++++ Given records ++++
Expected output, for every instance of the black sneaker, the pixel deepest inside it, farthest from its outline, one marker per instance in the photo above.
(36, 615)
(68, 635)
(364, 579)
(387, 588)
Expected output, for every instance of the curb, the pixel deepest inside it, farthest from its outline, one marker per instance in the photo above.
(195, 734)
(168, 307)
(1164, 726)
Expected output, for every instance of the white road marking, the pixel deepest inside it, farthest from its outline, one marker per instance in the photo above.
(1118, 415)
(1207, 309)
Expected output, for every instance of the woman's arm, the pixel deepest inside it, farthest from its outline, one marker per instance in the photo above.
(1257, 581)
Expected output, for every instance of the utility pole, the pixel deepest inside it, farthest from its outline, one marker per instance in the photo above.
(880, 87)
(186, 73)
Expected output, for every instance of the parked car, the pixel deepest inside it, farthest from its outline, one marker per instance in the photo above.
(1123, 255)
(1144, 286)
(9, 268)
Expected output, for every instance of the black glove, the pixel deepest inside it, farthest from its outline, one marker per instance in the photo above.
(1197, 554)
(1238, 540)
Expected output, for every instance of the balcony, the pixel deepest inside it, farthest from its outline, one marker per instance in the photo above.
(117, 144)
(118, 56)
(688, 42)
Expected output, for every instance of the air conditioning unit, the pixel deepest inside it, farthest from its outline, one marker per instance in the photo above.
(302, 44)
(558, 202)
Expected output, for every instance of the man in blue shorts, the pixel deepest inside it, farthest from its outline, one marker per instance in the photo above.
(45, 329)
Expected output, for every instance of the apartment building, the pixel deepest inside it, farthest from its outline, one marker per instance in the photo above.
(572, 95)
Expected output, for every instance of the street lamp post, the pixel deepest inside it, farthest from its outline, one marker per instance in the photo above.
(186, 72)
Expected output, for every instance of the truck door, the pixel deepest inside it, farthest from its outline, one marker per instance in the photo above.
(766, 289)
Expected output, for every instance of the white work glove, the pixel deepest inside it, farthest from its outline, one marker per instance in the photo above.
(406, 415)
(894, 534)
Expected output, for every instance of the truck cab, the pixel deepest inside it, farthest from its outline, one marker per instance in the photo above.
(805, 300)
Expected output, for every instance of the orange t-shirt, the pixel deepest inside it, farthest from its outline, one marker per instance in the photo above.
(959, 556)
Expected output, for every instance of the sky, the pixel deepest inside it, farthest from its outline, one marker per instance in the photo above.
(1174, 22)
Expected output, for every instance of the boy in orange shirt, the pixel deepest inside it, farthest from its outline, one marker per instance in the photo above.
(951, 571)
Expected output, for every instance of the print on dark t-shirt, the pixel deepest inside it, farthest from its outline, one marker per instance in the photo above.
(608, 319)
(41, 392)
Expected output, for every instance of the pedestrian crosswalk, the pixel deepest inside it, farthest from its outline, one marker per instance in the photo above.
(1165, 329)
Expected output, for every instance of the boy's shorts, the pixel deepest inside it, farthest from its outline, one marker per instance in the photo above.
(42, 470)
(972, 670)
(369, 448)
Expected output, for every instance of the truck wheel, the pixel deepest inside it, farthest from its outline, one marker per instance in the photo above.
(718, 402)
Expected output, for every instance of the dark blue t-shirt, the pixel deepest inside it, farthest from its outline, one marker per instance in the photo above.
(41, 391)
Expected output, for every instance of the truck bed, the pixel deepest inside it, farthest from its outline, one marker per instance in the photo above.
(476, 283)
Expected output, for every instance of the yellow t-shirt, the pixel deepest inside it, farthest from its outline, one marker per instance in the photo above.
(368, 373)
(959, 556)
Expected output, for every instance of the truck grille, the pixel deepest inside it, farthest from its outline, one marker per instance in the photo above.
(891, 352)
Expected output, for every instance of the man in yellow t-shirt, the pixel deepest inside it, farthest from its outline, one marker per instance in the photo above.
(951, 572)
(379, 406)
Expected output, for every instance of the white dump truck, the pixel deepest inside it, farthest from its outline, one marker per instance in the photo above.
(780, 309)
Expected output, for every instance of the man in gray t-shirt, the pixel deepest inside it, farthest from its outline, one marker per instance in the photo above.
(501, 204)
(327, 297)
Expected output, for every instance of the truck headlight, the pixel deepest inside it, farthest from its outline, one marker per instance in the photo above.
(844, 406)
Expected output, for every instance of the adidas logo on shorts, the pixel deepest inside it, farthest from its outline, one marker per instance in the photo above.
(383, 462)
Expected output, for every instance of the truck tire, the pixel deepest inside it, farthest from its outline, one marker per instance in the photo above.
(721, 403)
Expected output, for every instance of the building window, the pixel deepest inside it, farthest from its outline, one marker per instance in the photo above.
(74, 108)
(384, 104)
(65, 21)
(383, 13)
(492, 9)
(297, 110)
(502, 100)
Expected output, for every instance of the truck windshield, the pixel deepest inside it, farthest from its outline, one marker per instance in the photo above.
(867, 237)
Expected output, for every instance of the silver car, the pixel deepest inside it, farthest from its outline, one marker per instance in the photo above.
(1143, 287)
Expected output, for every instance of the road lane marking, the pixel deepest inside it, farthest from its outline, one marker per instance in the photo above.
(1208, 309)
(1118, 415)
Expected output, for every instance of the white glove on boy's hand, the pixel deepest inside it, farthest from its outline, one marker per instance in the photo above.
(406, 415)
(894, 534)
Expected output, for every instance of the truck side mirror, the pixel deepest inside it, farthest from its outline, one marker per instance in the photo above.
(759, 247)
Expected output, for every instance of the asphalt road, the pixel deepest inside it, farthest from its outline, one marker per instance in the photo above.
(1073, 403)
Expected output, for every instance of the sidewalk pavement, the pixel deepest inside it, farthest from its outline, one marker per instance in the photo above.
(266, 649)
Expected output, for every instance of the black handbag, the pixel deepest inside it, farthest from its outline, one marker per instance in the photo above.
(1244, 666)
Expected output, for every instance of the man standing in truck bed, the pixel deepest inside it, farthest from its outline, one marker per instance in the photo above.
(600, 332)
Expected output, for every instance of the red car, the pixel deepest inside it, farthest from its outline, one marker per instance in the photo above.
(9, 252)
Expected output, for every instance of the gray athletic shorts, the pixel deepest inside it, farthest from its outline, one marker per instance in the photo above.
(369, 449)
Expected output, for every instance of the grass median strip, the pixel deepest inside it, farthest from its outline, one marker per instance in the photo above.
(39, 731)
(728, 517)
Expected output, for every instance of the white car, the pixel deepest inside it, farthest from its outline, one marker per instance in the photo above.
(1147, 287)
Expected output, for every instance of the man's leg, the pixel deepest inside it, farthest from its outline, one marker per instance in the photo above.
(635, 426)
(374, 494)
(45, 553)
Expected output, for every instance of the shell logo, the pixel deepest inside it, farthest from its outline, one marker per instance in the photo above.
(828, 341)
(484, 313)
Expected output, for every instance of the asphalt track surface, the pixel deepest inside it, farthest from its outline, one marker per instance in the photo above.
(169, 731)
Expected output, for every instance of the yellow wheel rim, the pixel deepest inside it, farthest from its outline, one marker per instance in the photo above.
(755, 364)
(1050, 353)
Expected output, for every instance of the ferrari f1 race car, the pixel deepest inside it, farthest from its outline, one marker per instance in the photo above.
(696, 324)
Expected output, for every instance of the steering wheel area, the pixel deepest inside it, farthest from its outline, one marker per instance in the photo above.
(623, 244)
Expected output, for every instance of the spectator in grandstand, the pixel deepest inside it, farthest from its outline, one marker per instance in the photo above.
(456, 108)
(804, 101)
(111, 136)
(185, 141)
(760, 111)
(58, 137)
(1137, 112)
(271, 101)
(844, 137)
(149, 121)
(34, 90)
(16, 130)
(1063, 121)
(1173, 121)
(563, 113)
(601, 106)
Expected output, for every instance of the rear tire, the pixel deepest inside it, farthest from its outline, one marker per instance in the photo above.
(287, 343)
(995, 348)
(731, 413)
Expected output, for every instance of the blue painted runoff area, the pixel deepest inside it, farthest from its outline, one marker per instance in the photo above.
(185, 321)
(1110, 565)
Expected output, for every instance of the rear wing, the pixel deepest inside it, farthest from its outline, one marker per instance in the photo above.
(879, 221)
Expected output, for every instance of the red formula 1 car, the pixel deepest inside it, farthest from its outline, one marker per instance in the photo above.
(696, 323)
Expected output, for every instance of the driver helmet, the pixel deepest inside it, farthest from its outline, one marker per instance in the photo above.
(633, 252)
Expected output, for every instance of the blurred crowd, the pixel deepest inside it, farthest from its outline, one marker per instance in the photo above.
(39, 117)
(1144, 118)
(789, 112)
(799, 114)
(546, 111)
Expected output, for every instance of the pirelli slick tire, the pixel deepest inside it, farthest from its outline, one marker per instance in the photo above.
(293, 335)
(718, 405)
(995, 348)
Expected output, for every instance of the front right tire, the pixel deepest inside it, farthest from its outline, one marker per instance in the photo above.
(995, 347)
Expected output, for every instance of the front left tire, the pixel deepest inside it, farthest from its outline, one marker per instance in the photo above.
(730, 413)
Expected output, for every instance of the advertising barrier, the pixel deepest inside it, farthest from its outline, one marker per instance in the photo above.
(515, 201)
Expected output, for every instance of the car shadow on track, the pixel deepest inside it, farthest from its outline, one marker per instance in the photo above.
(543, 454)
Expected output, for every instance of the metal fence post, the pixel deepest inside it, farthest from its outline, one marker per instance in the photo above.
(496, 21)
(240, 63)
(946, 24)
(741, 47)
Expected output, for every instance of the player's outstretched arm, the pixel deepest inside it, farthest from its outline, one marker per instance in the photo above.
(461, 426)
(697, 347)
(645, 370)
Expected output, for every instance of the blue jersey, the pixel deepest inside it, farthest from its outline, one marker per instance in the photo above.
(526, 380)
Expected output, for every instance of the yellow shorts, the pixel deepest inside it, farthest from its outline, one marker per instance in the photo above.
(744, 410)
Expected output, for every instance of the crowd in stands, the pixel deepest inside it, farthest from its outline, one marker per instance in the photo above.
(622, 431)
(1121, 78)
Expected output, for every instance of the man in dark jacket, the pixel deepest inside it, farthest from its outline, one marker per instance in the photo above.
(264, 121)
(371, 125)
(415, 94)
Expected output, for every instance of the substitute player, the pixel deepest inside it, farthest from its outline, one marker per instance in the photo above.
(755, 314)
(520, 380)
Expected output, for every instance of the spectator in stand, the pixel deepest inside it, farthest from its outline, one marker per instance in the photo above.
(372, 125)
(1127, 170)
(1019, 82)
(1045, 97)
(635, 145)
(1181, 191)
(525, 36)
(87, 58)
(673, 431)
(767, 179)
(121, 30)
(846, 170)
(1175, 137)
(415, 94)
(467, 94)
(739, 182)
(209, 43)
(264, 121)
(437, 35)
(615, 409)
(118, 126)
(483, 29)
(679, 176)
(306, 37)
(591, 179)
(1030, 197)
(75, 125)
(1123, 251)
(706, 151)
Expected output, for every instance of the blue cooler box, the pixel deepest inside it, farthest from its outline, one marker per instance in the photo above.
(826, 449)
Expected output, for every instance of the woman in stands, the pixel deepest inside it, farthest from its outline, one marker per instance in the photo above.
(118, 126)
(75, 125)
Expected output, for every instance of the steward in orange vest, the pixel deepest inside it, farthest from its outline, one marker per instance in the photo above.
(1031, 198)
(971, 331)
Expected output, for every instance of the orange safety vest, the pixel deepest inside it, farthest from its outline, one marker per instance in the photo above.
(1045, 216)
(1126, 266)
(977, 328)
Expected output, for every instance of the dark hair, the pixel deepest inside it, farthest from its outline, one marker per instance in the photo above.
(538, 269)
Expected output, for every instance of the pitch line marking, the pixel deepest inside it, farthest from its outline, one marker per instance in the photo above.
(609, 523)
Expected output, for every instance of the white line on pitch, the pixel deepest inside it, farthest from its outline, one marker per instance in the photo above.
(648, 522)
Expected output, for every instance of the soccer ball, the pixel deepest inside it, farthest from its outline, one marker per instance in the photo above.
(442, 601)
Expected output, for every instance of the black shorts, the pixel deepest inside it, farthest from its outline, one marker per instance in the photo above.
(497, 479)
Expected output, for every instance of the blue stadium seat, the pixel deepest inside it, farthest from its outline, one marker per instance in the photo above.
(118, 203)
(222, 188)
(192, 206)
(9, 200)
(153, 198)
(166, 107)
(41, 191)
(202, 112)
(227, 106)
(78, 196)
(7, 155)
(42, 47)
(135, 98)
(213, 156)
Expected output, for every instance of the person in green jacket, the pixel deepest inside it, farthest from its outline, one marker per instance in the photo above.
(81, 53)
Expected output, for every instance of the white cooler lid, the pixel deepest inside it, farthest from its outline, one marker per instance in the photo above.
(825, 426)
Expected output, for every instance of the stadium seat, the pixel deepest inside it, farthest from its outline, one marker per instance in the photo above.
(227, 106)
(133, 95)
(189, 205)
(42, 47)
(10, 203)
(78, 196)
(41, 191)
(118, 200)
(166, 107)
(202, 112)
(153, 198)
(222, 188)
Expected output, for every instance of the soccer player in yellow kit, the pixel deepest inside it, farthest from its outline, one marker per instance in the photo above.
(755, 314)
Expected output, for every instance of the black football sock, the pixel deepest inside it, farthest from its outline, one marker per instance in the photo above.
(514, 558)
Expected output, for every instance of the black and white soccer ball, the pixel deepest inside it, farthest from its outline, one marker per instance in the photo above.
++++
### Exercise description
Convert the lines of the entries above, starting at the line that contains "Expected output, for every instance of the soccer ball, the" and continuing through the last line of the entries, both ends included, into a JSON list of strings with one string per line. Leave out any blank lines.

### Result of the exercise
[
  "Expected output, for every instance of the soccer ball, the pixel deepest inside it, farthest from its outline, one marker per instance in the photo above.",
  "(442, 601)",
  "Expected output, for every instance of the black shorts, the pixel deepest inside it, farthest from its outline, one marker per instance in the photo above.",
  "(497, 479)",
  "Expected output, for every instance of the blue stadium seat, the pixel deepest inside it, farthest from its outline, one marker per instance in the photo above.",
  "(118, 203)",
  "(222, 188)",
  "(192, 206)",
  "(9, 200)",
  "(153, 198)",
  "(166, 107)",
  "(41, 191)",
  "(202, 112)",
  "(227, 106)",
  "(78, 196)",
  "(7, 155)",
  "(42, 47)",
  "(135, 98)",
  "(213, 156)",
  "Expected output, for every instance of the person in green jacket, the pixel deepest inside it, farthest from its outline, one marker per instance in the photo above.",
  "(81, 53)",
  "Expected output, for every instance of the white cooler lid, the pixel deepest inside it, farthest from its outline, one marker per instance in the photo above.",
  "(825, 426)",
  "Expected output, for every instance of the stadium seat, the pixel deepest inside it, farthest from its outline, one marker per instance in the photo above.",
  "(227, 106)",
  "(133, 95)",
  "(189, 205)",
  "(42, 47)",
  "(10, 203)",
  "(78, 196)",
  "(41, 191)",
  "(118, 200)",
  "(166, 107)",
  "(202, 112)",
  "(153, 198)",
  "(222, 188)",
  "Expected output, for every instance of the soccer player in yellow kit, the pixel deepest inside it, farthest from its outline, one marker per instance in the photo above.",
  "(755, 314)",
  "Expected output, for every instance of the black football sock, the pixel deepest inside it, farthest from its outline, one marker per instance in the photo above.",
  "(514, 558)",
  "Expected output, for every instance of the black and white soccer ball, the pixel deepest inside it, farthest from its outline, one marker per instance in the photo above."
]